SELECTED PASSAGE

################

Bernardo Araya

Personal information
- Full name: Bernardo Jesús Araya Ponce
- Date of birth: 5 June 1993 (age 32)
- Place of birth: Puente Alto, Santiago, Chile
- Position: Defender

Team information
- Current team: Peñíscola FS [es]
- Number: 4

Youth career
- Colo-Colo (football)
- Universidad de Chile (football)

Senior career*
- Years: Team / Apps / (Gls)
- 2012: Deportes Tocopilla (football)
- 2013: Palestino
- 2013–2014: Deportes Concepción
- 2018–2021: Newell's Old Boys
- 2021: Nantes Métropole [fr]
- 2022: San Lorenzo [es]
- 2023: Yeesco Sercesa
- 2024–2024: Umuarama [pt]
- 2024–2025: Burela FS / 30
- 2025–: Peñíscola FS [es]

International career
- 2013–2015: Chile U23
- 2015–: Chile

= Bernardo Araya =

Chilean futsal player (born 1993)

Bernardo Jesús Araya Ponce (born 5 June 1993) is a Chilean futsal player who plays as a defender for Spanish club Peñíscola FS. Besides Chile, he has played in Spain, Argentina, France and Brazil.

==Career==
As a youth footballer, Araya was with both Colo-Colo and Universidad de Chile at under-17 and under-18 level, respectively. Next he spent a season with Deportes Tocopilla.

################

(Extracted data entries)
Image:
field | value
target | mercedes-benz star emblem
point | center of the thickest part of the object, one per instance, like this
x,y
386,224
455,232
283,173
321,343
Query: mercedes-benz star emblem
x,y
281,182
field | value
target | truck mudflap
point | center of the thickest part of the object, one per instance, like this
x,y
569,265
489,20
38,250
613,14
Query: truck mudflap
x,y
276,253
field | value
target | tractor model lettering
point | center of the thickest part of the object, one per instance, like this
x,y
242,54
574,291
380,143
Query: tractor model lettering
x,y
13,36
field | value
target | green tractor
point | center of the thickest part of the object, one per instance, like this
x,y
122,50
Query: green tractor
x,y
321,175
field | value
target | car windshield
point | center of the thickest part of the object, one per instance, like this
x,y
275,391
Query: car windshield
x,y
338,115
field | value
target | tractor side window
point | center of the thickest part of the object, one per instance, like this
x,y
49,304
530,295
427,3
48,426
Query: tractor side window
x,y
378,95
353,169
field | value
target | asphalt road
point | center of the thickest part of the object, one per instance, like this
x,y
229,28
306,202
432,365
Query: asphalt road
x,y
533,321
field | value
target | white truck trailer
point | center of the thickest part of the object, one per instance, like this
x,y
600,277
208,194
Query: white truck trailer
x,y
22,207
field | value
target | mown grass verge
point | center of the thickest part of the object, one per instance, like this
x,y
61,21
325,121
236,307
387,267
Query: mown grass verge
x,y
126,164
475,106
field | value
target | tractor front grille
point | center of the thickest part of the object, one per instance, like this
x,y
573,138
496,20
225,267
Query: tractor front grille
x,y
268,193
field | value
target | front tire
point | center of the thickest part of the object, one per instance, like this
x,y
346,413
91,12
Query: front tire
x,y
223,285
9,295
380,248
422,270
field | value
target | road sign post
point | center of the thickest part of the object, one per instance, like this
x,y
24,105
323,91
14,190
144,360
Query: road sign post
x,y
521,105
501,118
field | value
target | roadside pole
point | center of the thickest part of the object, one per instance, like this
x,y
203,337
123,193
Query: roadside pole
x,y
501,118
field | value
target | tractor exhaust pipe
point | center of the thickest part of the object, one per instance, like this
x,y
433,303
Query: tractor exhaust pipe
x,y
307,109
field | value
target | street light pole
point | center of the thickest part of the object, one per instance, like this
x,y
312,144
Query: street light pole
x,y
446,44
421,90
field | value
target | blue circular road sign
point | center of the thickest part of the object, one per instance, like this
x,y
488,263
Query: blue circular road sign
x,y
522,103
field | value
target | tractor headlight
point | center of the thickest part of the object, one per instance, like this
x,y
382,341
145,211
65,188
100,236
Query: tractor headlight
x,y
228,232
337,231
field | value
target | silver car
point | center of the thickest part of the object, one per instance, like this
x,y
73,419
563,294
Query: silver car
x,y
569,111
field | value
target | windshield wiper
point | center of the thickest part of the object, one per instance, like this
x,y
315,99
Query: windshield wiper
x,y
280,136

################

TASK INSTRUCTIONS
[a] According to the Bernardo Araya article, at what level did he play for Universidad de Chile as a youth?
[b] Write the next part of the Bernardo Araya article, starting after its final sentence.

ANSWER SET
[a] Under-18 level.

[b]
In 2013 he switched to futsal after a trial to join Chile national futsal team alongside his best friend. Having played for both Palestino and Deportes Concepción in his homeland, in 2018 he moved to Argentine side Newell's Old Boys.

As a member of Newell's Old Boys, he got three consecutive promotions and played at all categories of the Argentine futsal.

In 2021, he moved to French side Nantes Métropole, becoming the first Chilean futsal player to be transferred to Europe.

Due to a serious knee injury, he returned to Argentina in 2022 and joined San Lorenzo, winning the league title and the Copa Argentina.

In 2023, he joined Brazilian club Yeesco Sercesa in the Liga Gaúcha, becoming the first Chilean to play in the Brazilian futsal and winning the Série Ouro of the Federação Gaúcha. The next season, he switched to Umuarama, becoming the first Chilean to play in the LNF, the premier brazilian futsal league.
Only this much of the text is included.